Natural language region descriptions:
☆ ☆ ☆ ☆ ☆ ☆ ☆

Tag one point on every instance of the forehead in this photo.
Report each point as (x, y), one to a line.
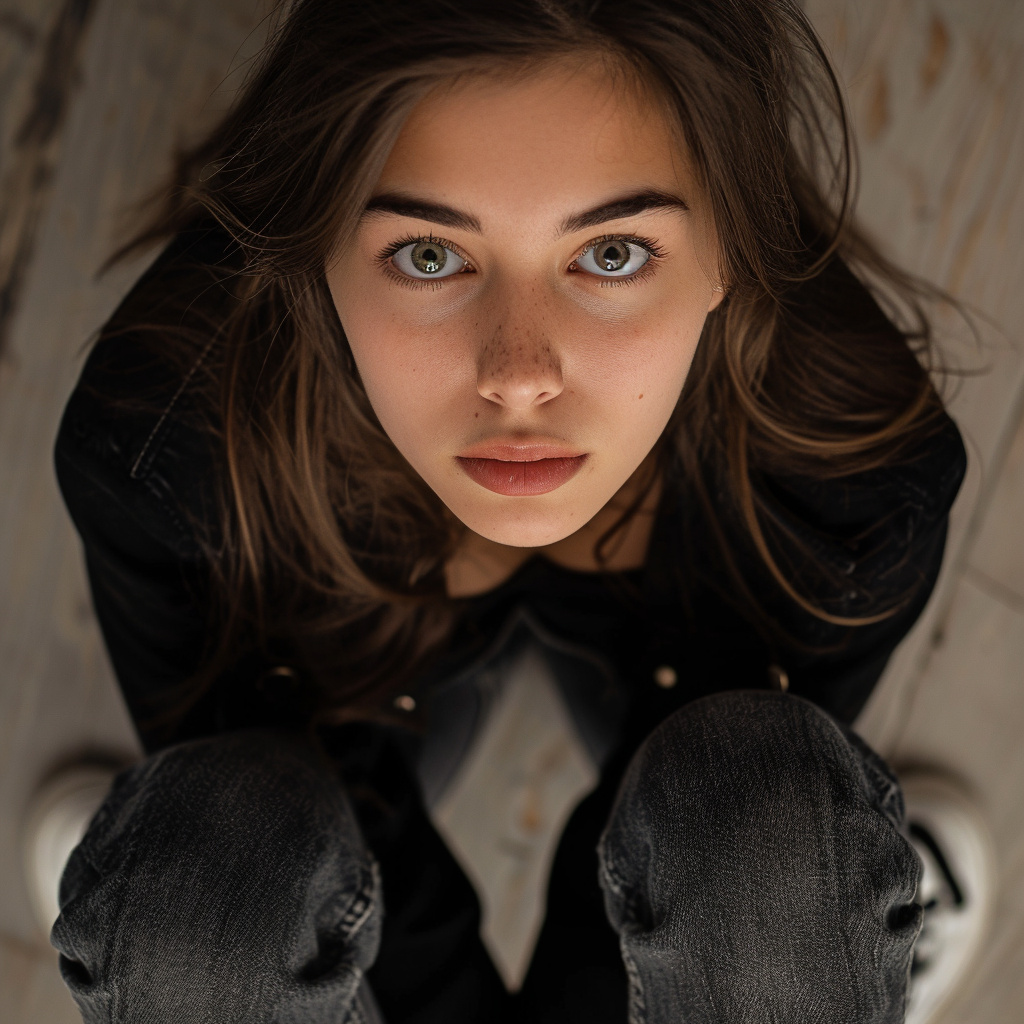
(539, 143)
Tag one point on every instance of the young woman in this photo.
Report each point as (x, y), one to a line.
(481, 325)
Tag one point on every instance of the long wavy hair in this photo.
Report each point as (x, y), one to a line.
(327, 534)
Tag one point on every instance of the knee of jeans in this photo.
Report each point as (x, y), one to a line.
(239, 854)
(740, 786)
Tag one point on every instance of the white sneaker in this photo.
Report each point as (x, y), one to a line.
(56, 820)
(957, 889)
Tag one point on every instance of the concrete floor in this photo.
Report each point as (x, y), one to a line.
(937, 92)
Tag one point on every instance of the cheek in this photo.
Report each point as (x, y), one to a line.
(412, 372)
(638, 369)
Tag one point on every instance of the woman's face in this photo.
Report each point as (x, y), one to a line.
(524, 295)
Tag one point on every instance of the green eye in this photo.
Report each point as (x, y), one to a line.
(427, 258)
(613, 258)
(611, 255)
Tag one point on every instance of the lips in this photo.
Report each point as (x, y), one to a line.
(521, 477)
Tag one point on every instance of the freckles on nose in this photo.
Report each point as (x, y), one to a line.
(518, 370)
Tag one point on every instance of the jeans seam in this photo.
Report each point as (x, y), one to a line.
(363, 906)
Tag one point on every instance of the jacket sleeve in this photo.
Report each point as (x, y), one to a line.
(877, 541)
(146, 569)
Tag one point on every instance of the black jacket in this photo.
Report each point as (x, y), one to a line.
(137, 469)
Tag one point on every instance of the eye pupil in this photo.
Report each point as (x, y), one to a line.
(612, 255)
(428, 257)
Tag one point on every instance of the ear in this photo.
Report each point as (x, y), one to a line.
(716, 297)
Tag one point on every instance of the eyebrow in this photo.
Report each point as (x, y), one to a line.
(448, 216)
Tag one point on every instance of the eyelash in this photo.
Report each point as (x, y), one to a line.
(383, 260)
(656, 255)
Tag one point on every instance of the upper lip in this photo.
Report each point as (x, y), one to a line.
(520, 450)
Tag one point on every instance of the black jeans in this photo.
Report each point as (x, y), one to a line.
(753, 868)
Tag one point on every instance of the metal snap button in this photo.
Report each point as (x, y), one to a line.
(666, 677)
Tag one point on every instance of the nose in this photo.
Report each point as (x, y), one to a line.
(518, 368)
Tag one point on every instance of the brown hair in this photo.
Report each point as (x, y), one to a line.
(327, 532)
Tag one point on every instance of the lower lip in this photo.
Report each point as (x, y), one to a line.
(521, 478)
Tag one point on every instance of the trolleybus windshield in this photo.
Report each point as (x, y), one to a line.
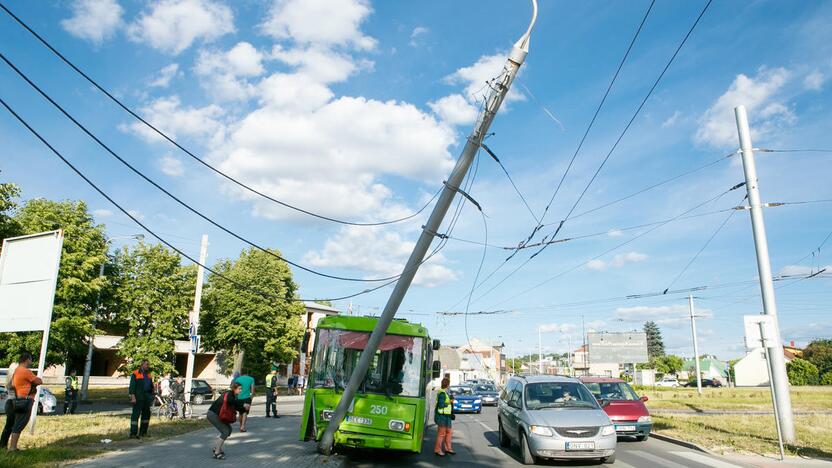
(395, 370)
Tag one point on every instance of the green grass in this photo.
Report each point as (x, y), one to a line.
(736, 399)
(748, 434)
(59, 439)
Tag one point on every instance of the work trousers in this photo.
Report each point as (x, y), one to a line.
(271, 403)
(140, 409)
(443, 437)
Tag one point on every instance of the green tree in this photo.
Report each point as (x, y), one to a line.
(8, 225)
(153, 295)
(256, 330)
(655, 344)
(83, 252)
(802, 372)
(819, 353)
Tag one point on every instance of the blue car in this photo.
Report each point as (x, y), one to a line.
(465, 400)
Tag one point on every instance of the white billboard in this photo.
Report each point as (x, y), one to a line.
(28, 274)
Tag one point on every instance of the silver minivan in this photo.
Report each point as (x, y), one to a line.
(554, 417)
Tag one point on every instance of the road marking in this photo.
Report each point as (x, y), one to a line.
(704, 459)
(659, 461)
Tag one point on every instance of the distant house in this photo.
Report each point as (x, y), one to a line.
(752, 370)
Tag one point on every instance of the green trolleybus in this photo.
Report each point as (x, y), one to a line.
(391, 408)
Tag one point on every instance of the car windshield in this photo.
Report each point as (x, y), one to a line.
(396, 368)
(558, 395)
(618, 391)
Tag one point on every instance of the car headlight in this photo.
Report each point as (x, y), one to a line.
(541, 430)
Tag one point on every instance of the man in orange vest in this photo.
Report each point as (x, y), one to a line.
(141, 397)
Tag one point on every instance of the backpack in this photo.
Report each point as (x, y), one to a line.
(227, 414)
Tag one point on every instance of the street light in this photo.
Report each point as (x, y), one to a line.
(88, 362)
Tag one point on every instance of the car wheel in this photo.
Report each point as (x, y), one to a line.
(526, 456)
(504, 440)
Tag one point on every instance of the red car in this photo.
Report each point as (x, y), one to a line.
(626, 409)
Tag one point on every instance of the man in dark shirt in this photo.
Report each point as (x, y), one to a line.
(141, 397)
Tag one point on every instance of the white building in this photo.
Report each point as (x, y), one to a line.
(752, 370)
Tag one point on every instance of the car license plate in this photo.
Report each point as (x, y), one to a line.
(580, 446)
(360, 420)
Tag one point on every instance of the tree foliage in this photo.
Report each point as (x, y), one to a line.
(78, 283)
(154, 293)
(238, 320)
(655, 344)
(819, 353)
(802, 372)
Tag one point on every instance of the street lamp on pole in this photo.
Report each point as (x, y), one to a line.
(85, 384)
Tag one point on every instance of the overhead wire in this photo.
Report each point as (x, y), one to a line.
(196, 158)
(171, 195)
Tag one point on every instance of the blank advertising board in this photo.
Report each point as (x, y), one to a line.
(621, 348)
(28, 273)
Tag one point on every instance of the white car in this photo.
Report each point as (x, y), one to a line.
(670, 382)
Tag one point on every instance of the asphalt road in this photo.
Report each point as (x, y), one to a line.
(475, 442)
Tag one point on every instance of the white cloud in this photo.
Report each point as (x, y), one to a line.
(166, 74)
(617, 261)
(171, 26)
(102, 213)
(454, 110)
(760, 97)
(418, 32)
(674, 315)
(814, 81)
(171, 165)
(224, 75)
(168, 115)
(671, 121)
(94, 20)
(475, 77)
(323, 22)
(379, 253)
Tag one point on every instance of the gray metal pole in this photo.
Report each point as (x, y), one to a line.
(771, 386)
(695, 345)
(492, 105)
(85, 384)
(777, 364)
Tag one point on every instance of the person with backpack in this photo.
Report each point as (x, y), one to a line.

☆ ☆ ☆ ☆ ☆ ☆ ☆

Task item: Look through the entries above and list every line containing "windshield".

Output:
Tag one point on every instance of the trolleybus windshield in this photo.
Tag one point on every instance of the car windshield in this photo.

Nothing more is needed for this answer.